Supplied entries start

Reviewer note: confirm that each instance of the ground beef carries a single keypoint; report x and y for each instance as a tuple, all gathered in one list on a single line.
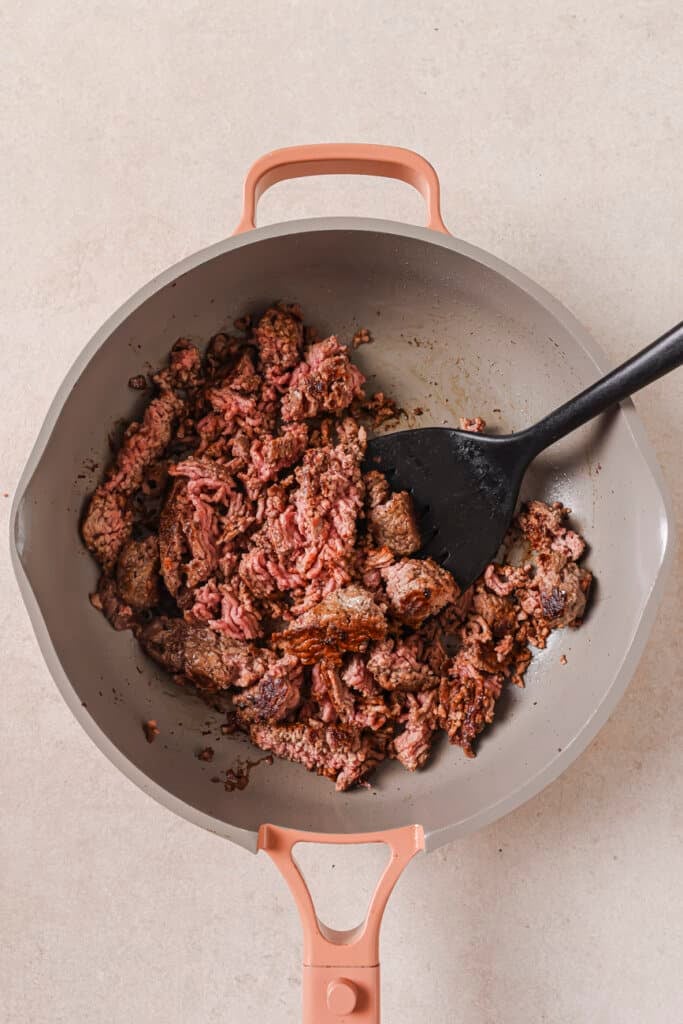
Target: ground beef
[(392, 523), (347, 620), (209, 659), (276, 694), (137, 573), (109, 519), (417, 589), (242, 542), (343, 755), (325, 382)]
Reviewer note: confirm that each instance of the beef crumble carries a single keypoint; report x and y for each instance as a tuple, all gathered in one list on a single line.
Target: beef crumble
[(241, 541)]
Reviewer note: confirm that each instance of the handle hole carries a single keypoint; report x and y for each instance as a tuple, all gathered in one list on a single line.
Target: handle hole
[(341, 196), (341, 879)]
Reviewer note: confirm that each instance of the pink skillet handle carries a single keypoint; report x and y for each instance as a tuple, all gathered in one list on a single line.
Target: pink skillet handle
[(341, 158), (341, 972)]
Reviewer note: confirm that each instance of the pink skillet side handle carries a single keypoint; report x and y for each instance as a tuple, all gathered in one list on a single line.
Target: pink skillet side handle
[(341, 972), (341, 158)]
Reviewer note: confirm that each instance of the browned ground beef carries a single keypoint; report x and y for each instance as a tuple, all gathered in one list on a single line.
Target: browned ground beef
[(242, 542)]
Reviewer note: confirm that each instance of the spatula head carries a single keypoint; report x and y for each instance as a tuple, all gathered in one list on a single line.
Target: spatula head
[(464, 488)]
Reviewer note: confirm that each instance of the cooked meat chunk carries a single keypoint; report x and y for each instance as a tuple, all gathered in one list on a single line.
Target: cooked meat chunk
[(467, 698), (392, 524), (558, 593), (137, 573), (338, 753), (109, 520), (108, 600), (275, 695), (347, 620), (107, 525), (544, 526), (400, 665), (326, 382), (280, 338), (473, 425), (418, 589), (413, 745), (210, 659), (242, 541)]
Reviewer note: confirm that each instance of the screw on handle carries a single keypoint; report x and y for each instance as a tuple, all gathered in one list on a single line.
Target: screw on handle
[(341, 970), (341, 158), (658, 358)]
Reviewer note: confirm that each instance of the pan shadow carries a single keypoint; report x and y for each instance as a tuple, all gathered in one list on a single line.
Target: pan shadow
[(503, 911)]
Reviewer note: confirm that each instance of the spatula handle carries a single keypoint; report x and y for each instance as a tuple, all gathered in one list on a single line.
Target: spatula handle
[(658, 358)]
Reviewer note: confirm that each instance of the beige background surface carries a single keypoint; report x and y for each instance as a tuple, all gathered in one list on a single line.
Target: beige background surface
[(125, 131)]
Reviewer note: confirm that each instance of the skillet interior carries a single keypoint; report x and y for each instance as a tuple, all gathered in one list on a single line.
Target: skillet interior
[(456, 334)]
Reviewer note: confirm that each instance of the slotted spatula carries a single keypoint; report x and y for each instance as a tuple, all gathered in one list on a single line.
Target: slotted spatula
[(465, 485)]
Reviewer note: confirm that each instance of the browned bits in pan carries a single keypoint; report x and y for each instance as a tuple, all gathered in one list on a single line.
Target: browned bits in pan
[(255, 557)]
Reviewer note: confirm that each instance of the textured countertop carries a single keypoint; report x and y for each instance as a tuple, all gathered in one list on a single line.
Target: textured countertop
[(126, 130)]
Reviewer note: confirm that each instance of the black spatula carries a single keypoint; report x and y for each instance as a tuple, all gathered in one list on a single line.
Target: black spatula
[(465, 485)]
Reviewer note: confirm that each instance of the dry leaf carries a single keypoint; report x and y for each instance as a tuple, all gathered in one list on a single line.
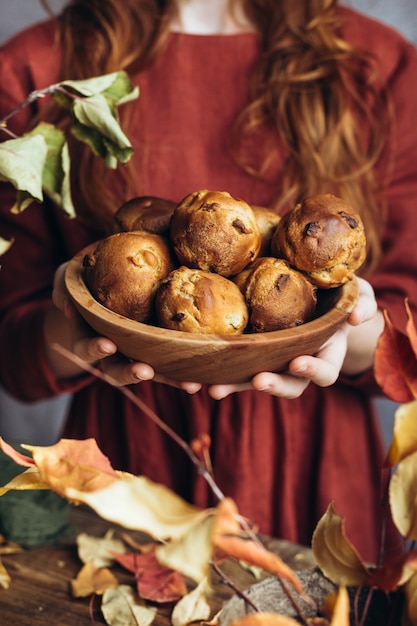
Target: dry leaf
[(4, 576), (98, 550), (122, 607), (395, 365), (193, 607), (404, 439), (154, 581), (264, 619), (403, 497), (334, 553), (91, 579)]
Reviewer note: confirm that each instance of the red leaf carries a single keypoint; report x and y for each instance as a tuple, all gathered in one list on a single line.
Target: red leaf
[(154, 581), (395, 364), (411, 329)]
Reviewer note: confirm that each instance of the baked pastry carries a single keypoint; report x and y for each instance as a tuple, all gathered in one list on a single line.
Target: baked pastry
[(212, 231), (198, 301), (124, 272), (145, 213), (276, 295), (267, 221), (323, 237)]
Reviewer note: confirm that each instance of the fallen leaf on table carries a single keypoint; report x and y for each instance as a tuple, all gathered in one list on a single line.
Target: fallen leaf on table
[(123, 607), (334, 553), (193, 607), (155, 581), (97, 550), (91, 579), (4, 576)]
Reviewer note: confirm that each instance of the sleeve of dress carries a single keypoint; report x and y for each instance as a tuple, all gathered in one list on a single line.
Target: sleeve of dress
[(28, 267)]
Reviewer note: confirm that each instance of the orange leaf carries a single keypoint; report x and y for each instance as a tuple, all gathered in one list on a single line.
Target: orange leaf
[(73, 464), (411, 329), (334, 553), (91, 579), (155, 582), (230, 541), (395, 364)]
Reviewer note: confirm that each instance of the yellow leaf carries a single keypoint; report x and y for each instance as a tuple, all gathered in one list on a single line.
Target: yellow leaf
[(335, 555), (138, 503), (29, 479), (192, 607), (91, 579), (404, 441), (4, 576), (403, 497)]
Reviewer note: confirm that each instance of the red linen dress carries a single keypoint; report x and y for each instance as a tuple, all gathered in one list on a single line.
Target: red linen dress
[(283, 461)]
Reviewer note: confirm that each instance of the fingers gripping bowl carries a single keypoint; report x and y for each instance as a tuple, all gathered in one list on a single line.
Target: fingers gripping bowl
[(207, 358)]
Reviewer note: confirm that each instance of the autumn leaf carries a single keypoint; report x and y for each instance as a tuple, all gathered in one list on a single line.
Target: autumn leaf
[(403, 497), (393, 573), (98, 550), (395, 364), (264, 619), (122, 607), (92, 579), (4, 576), (193, 607), (404, 439), (336, 556), (154, 581)]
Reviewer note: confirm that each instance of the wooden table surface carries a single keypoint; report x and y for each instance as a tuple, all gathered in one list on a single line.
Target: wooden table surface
[(39, 592)]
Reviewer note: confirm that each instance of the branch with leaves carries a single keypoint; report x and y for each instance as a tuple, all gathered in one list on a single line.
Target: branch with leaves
[(38, 163)]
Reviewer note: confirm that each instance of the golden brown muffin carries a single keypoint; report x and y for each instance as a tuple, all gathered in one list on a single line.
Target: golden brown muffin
[(124, 272), (324, 237), (267, 221), (276, 295), (197, 301), (212, 231), (145, 213)]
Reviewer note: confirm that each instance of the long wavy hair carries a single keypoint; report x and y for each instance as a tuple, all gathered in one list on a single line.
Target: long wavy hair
[(310, 86)]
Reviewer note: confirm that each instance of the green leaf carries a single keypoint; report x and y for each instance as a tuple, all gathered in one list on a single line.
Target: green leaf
[(21, 164), (56, 172), (97, 125)]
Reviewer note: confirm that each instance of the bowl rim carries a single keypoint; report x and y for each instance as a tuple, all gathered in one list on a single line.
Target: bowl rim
[(85, 301)]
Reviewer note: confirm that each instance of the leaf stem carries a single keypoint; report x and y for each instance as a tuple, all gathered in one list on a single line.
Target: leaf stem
[(151, 414)]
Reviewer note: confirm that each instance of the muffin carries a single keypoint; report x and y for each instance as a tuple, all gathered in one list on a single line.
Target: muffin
[(267, 221), (277, 296), (124, 271), (323, 237), (145, 213), (197, 301), (212, 231)]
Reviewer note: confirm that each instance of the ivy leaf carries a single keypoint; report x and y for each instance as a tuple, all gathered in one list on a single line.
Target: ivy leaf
[(21, 163), (56, 169), (395, 365), (334, 553)]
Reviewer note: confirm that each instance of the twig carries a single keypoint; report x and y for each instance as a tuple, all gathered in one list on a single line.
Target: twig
[(151, 414)]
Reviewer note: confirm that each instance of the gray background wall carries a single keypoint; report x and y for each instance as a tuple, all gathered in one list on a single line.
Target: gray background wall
[(41, 423)]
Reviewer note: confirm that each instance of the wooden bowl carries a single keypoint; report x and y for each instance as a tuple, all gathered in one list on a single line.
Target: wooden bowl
[(210, 359)]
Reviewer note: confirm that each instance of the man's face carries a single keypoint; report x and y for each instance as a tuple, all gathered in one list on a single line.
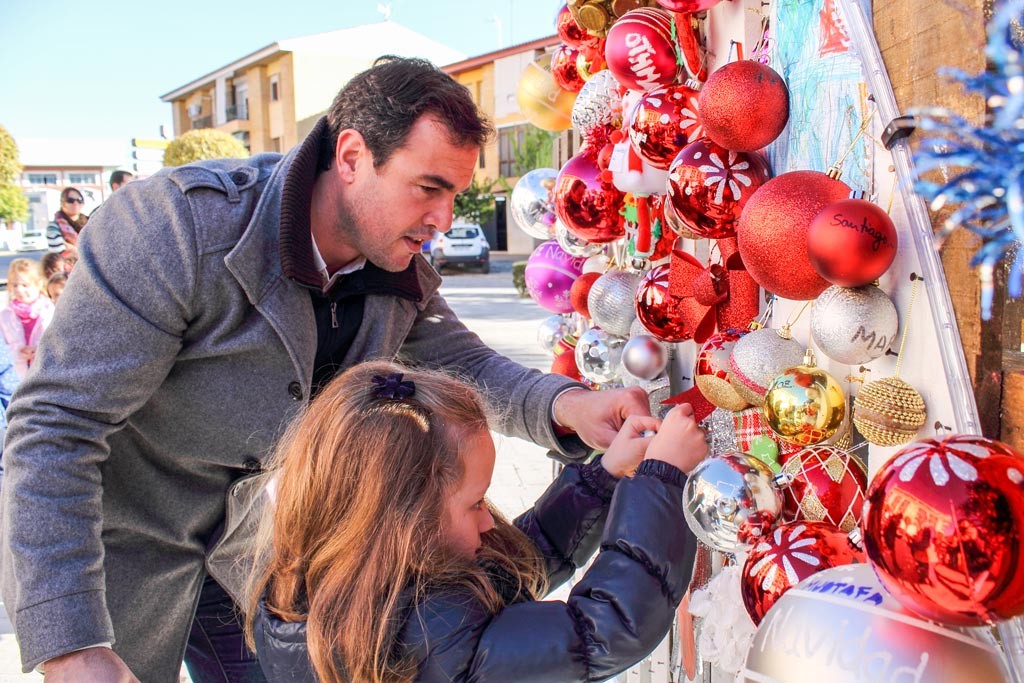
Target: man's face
[(386, 213)]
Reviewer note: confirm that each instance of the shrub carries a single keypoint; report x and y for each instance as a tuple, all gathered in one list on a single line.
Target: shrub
[(203, 143)]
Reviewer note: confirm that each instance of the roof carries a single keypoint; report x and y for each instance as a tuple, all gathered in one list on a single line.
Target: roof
[(370, 41)]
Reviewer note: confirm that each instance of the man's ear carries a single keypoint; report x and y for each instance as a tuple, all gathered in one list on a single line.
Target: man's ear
[(349, 152)]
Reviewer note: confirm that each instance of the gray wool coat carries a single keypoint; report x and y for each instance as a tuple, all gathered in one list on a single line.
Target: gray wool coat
[(176, 355)]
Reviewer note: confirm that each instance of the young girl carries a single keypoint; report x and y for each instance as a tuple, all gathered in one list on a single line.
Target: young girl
[(28, 312), (385, 562)]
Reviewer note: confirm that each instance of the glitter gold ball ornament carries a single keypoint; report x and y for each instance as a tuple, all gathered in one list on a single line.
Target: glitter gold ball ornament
[(889, 412), (805, 404), (758, 358), (541, 100), (711, 373), (853, 325), (610, 301), (772, 231)]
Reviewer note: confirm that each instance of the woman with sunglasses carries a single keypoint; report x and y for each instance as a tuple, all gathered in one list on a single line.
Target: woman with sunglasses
[(68, 222)]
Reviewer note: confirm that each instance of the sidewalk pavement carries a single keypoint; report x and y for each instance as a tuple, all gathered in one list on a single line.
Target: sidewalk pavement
[(491, 307)]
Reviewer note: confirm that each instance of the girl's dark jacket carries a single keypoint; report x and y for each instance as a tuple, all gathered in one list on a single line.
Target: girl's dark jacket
[(614, 615)]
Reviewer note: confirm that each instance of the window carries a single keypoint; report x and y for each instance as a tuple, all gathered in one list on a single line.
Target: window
[(82, 179)]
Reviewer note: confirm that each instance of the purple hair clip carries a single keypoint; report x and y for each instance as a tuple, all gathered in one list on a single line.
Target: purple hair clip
[(392, 387)]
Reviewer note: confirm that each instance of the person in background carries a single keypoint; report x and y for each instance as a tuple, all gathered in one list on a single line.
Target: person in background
[(28, 312), (55, 285), (386, 562), (119, 179), (68, 222)]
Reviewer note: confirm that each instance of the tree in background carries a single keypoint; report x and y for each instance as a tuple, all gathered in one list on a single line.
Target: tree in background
[(203, 143), (13, 203)]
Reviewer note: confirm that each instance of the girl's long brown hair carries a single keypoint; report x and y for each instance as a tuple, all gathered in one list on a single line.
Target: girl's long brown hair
[(357, 524)]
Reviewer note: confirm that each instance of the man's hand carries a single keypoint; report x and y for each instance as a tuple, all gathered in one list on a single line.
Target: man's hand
[(93, 665), (597, 416)]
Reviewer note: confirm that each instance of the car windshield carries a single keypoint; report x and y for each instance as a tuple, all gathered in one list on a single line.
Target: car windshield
[(462, 232)]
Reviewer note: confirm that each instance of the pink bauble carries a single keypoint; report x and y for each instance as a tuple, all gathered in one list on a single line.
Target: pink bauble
[(664, 122), (640, 51), (744, 105), (550, 273), (588, 206), (710, 185), (772, 231)]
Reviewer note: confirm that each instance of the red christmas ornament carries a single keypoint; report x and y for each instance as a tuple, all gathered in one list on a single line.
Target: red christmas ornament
[(588, 206), (709, 186), (563, 69), (640, 51), (570, 32), (656, 310), (851, 243), (744, 105), (581, 290), (944, 529), (791, 553), (663, 123), (772, 231), (825, 483)]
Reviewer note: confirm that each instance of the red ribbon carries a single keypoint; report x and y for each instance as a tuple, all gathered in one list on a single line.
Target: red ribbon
[(723, 296)]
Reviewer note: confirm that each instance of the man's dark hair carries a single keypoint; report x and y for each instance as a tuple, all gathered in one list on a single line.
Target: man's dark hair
[(384, 101), (119, 177)]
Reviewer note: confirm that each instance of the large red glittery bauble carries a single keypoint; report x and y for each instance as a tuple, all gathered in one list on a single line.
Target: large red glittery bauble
[(772, 231), (663, 123), (688, 6), (588, 206), (825, 484), (744, 105), (656, 310), (581, 290), (711, 372), (944, 528), (709, 186), (640, 51), (570, 32), (791, 553), (851, 243), (563, 69)]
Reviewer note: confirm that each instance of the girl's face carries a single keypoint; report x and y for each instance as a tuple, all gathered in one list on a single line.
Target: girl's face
[(24, 288), (468, 513)]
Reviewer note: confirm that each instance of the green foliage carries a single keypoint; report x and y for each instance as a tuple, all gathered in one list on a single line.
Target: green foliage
[(476, 204), (13, 204), (10, 167), (203, 143), (519, 279)]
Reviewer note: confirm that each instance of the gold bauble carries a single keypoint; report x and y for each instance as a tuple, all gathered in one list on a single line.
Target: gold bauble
[(541, 100), (805, 404), (889, 412)]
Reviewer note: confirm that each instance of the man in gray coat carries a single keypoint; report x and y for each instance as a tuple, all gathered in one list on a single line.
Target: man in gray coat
[(210, 302)]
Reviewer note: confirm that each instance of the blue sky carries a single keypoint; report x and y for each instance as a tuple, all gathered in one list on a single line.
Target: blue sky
[(95, 70)]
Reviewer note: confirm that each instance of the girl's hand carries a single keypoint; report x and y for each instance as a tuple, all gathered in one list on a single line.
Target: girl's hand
[(628, 447), (680, 440)]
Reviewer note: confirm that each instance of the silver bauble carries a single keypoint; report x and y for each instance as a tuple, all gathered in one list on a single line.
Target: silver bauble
[(532, 204), (722, 493), (597, 104), (758, 358), (610, 301), (553, 329), (644, 356), (853, 325), (842, 626), (599, 355), (572, 245)]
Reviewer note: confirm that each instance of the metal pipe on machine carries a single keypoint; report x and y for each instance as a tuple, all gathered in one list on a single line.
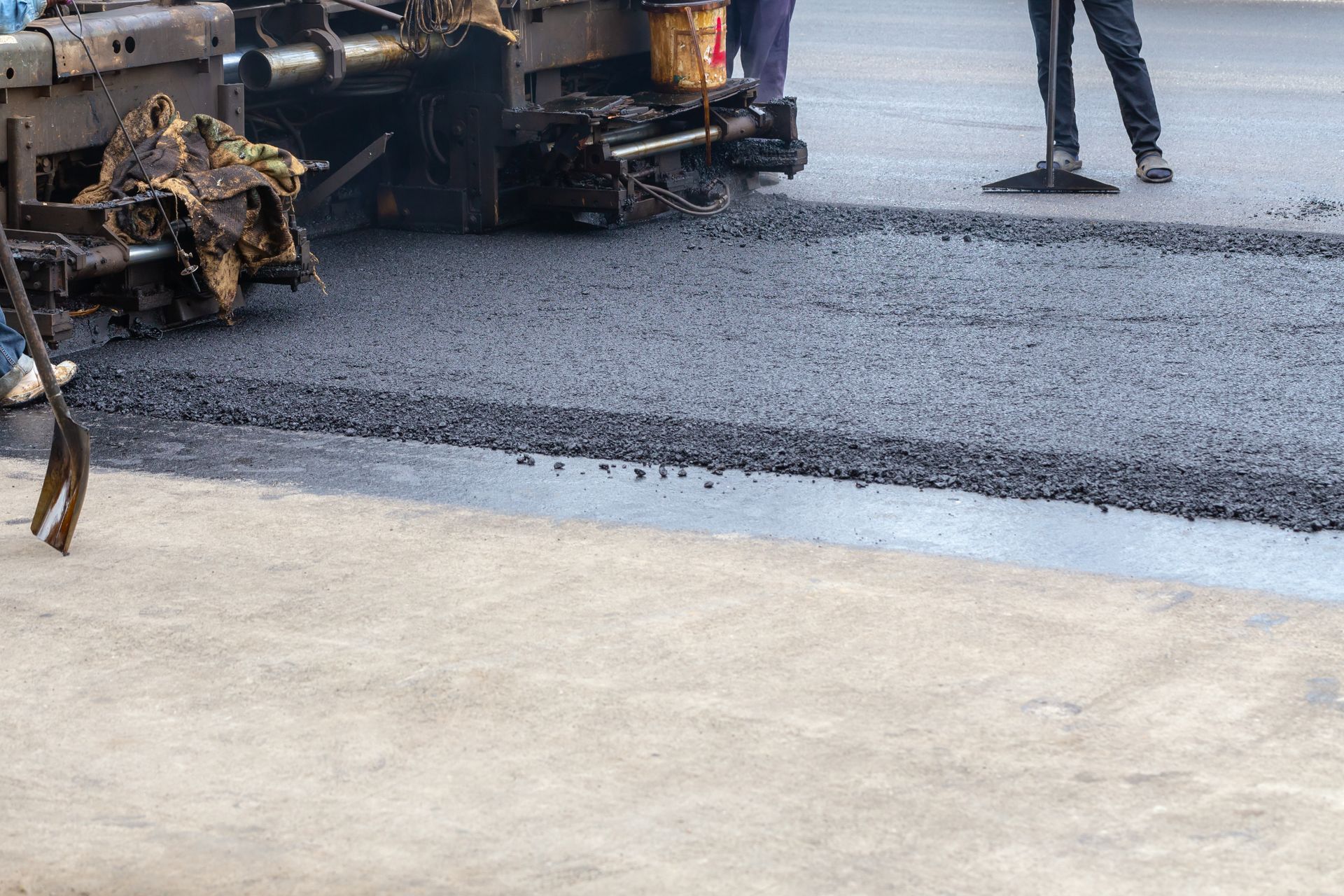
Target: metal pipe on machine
[(666, 143), (304, 64)]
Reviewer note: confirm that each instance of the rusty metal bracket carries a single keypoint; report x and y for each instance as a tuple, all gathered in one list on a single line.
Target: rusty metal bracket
[(334, 50), (22, 184), (372, 152)]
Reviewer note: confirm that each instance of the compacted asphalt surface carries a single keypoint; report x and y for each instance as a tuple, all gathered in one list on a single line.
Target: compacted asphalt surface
[(1021, 347), (1172, 368)]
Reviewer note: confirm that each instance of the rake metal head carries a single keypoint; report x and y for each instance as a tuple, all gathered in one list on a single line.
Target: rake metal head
[(1037, 182)]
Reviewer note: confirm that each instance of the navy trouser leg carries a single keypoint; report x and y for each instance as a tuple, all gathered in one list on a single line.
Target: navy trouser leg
[(774, 67), (1066, 120), (1120, 42), (11, 347), (761, 30)]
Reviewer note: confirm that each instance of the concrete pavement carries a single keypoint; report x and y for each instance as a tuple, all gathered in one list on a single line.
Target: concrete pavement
[(232, 688)]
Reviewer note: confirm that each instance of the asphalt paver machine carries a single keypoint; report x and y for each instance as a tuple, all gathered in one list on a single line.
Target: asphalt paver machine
[(460, 115)]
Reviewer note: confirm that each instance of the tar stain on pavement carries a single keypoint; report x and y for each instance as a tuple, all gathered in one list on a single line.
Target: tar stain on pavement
[(1180, 370)]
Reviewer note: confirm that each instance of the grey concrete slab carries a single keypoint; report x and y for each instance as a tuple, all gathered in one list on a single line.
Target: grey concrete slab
[(941, 522)]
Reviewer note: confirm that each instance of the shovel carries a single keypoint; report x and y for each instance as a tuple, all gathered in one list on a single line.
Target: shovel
[(67, 469)]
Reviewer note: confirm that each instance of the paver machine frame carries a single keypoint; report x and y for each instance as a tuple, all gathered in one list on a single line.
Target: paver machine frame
[(553, 113)]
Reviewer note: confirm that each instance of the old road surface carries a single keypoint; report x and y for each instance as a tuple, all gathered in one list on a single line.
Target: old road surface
[(876, 536)]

Supplied entries end

Directive:
Rescale the stretch from the line containing "Reviewer note: confirm that each instance of the purple" through the line containing "[(392, 387)]", both included, and write out only those lines again, requests and all. Multiply every x and y coordinate in the answers by 1.8, round each to a whole number with halves going up, and leave all other text unchanged.

Task solution:
Reviewer note: confirm that each instance of the purple hair clip carries a single keypoint; report x and y for each instance as a tuple, all gathered in one list on a single line.
Target: purple hair clip
[(706, 697)]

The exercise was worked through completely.